Task: Report each line below that contains the string "ridge", copied in full. Case counts.

Excerpted records:
▽

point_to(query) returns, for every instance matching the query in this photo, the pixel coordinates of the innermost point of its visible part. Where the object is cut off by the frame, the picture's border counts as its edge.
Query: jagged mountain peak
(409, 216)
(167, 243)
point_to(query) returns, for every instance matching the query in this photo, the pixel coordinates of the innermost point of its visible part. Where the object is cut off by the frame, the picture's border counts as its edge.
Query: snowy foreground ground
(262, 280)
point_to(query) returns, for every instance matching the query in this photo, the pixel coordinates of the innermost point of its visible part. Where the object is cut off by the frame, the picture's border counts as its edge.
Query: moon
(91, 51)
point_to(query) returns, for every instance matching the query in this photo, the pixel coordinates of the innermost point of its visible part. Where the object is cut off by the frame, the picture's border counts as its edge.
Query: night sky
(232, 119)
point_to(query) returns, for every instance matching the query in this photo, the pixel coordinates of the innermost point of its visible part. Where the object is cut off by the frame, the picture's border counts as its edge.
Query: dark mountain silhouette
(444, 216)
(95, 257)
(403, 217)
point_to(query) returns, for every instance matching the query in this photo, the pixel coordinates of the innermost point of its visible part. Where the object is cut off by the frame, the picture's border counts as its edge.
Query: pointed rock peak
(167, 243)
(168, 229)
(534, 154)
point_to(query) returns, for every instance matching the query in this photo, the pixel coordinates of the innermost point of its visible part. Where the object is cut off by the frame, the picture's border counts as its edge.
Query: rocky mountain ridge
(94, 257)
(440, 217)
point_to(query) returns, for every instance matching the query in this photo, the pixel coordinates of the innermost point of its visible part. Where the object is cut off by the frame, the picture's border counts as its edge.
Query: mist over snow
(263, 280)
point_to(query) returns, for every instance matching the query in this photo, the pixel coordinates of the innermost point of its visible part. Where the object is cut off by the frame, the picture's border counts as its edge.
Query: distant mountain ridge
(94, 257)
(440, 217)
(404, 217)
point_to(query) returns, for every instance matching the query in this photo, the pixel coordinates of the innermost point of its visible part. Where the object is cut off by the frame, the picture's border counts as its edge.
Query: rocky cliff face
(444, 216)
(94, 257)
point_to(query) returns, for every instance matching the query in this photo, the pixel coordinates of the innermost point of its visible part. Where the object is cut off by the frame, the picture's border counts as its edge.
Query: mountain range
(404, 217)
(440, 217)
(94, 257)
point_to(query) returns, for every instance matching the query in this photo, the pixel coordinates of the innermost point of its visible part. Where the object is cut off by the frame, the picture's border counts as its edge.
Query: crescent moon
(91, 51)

△
▽

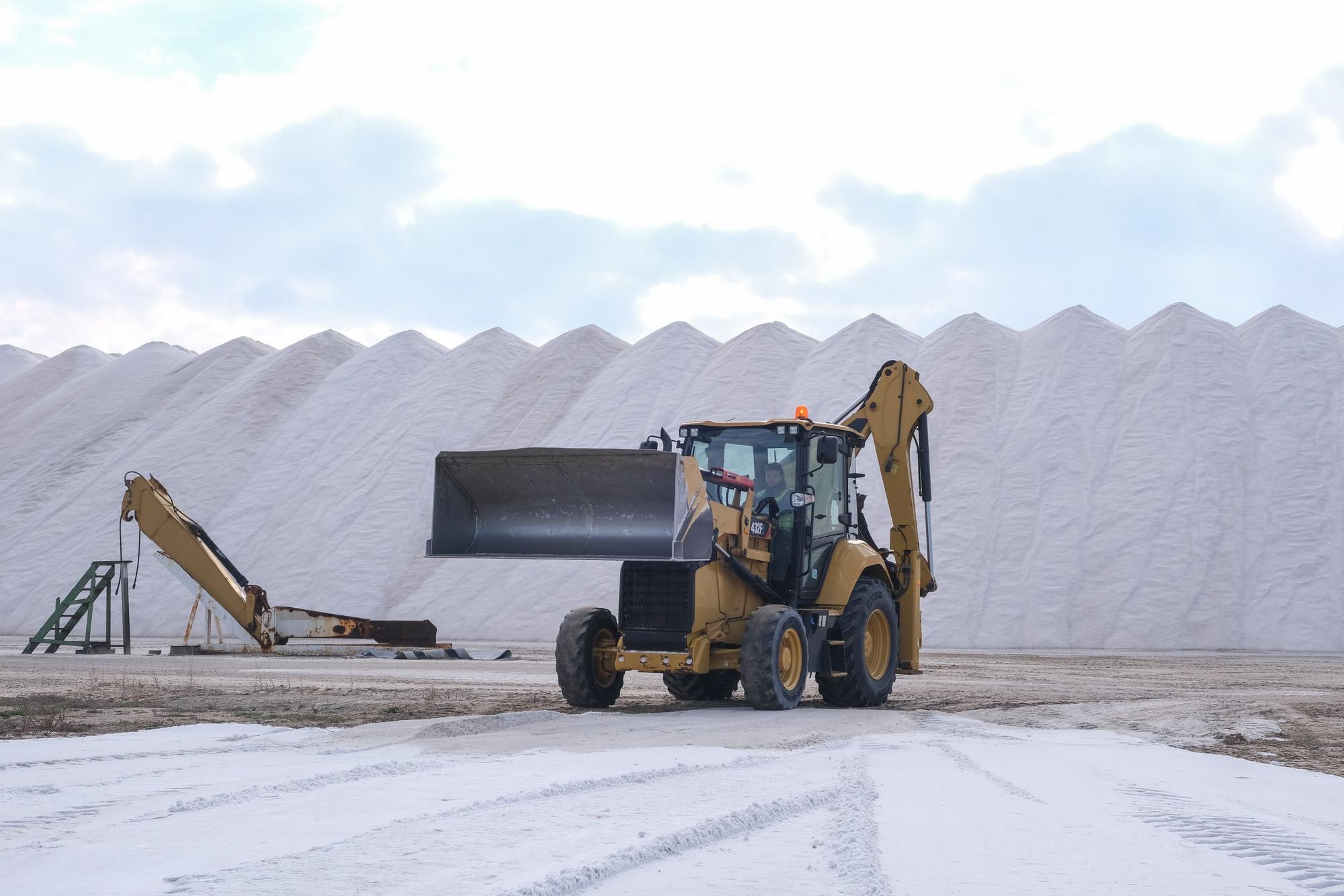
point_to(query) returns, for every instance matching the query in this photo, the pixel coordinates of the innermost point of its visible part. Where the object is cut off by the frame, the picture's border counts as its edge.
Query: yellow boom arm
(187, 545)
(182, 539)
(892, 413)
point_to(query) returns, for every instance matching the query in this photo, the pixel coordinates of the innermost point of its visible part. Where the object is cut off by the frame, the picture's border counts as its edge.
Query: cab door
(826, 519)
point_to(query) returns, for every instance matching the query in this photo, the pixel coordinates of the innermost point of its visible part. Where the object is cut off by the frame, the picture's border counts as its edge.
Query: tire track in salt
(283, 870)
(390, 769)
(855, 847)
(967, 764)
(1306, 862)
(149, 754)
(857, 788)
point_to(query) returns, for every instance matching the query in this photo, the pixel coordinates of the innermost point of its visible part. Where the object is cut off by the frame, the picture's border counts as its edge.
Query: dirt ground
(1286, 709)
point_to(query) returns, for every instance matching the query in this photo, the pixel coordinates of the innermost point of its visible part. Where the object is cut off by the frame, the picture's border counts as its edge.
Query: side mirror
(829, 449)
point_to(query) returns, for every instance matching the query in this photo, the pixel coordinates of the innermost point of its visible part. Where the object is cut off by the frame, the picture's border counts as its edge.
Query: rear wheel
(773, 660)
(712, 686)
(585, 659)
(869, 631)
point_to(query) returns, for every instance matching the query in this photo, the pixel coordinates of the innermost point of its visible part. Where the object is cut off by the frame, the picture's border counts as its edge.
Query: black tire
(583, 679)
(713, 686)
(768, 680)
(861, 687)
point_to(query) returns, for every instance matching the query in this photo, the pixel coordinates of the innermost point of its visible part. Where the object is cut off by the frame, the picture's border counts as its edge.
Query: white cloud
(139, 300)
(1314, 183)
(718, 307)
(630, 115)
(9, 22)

△

Answer in full:
Query: rocky mountain ridge
Query: distant mountain ridge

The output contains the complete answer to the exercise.